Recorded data
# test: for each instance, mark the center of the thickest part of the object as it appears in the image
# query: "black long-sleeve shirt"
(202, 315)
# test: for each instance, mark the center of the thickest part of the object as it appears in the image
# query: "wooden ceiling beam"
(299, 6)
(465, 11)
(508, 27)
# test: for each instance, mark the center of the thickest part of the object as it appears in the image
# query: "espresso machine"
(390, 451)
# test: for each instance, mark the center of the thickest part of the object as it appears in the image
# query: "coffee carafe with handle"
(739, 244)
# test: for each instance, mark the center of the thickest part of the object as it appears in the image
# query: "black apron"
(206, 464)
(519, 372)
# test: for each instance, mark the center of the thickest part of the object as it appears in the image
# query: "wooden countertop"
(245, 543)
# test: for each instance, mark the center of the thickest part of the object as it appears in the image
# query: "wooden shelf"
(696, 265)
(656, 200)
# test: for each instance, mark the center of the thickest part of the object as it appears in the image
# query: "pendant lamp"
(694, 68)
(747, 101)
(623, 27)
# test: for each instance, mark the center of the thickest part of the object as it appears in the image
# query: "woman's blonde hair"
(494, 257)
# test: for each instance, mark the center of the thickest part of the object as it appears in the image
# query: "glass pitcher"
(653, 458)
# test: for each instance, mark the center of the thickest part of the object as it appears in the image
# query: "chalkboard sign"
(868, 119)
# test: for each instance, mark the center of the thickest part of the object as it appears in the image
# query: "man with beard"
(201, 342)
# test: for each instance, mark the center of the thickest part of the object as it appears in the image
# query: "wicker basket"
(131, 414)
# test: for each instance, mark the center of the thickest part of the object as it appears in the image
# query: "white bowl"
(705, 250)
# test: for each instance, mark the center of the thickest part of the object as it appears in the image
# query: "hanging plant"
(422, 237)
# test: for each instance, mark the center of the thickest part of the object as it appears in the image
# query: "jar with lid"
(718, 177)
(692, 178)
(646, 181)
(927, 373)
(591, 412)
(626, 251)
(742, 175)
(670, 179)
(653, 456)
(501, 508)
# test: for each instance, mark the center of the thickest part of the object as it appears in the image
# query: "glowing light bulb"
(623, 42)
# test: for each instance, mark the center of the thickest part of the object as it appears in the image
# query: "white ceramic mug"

→ The task
Your task is to extract all of the records exactly.

→ Right answer
# test: for each instance, mark the center of the thickest part of the object as it appears in the image
# query: "black long-sleeve shirt"
(202, 315)
# test: for each instance, mark the center of the thickest part of the object as it appears in the image
# query: "wooden ceiling beam"
(299, 6)
(465, 11)
(508, 27)
# test: for each instance, mark the center of the thickest part of the object as it appears in the image
# query: "espresso machine"
(390, 451)
# test: for each instance, mark the center of the thickest part of the object as it appears in the image
# query: "coffee carafe with handle"
(739, 244)
# test: for each instance, mark the center of the thickest part of the object as it appears in the image
# query: "black apron"
(206, 464)
(519, 372)
# test: for each instance, mark the center of the thickest part of the object as it appears in the image
# query: "wooden countertop"
(245, 543)
# test: for each instance, mark the center of the thickest part of the object as it appears in the image
# query: "wooden shelf"
(696, 265)
(656, 200)
# test: for each instance, mark the center of the thickest part of the object as it appears in the image
# query: "pendant lamp"
(694, 68)
(747, 101)
(623, 27)
# test: for each instance, mark the center of the thickest part of the object as it appears in the image
# query: "woman's blonde hair"
(494, 257)
# test: for each instance, mark the center of the thickest part of the object as it appears in the image
# query: "glass pitcher"
(653, 458)
# test: for each instance, mark the center of the thickest part of the object as it appears in the image
# query: "chalkboard sign"
(868, 119)
# test: for each instance, mark the center of the thickest part of the object as it appears in the image
# query: "man with beard"
(201, 342)
# test: for each instance, mark the center of the thickest part of the object as it appears in the image
# query: "wicker basket"
(131, 414)
# test: for each instance, mark the center of the thickest part of the object as it appears in the image
# query: "white bowl"
(705, 250)
# test: for each instance, mark the center of the thickest part of the object as it appears in the image
# query: "hanging plant"
(422, 237)
# test: for each instance, mark the center of the thickest part of the object as it appears in the image
# query: "jar with lid"
(718, 177)
(692, 178)
(646, 181)
(927, 373)
(591, 412)
(626, 251)
(742, 175)
(670, 179)
(653, 456)
(501, 508)
# test: for each instance, mark the center of the thickest part of the object as it appears in the image
# query: "glowing light bulb"
(623, 42)
# test: for each instance, mark the center of the thickest part of the object as it appears in the image
# query: "white ceramic mug"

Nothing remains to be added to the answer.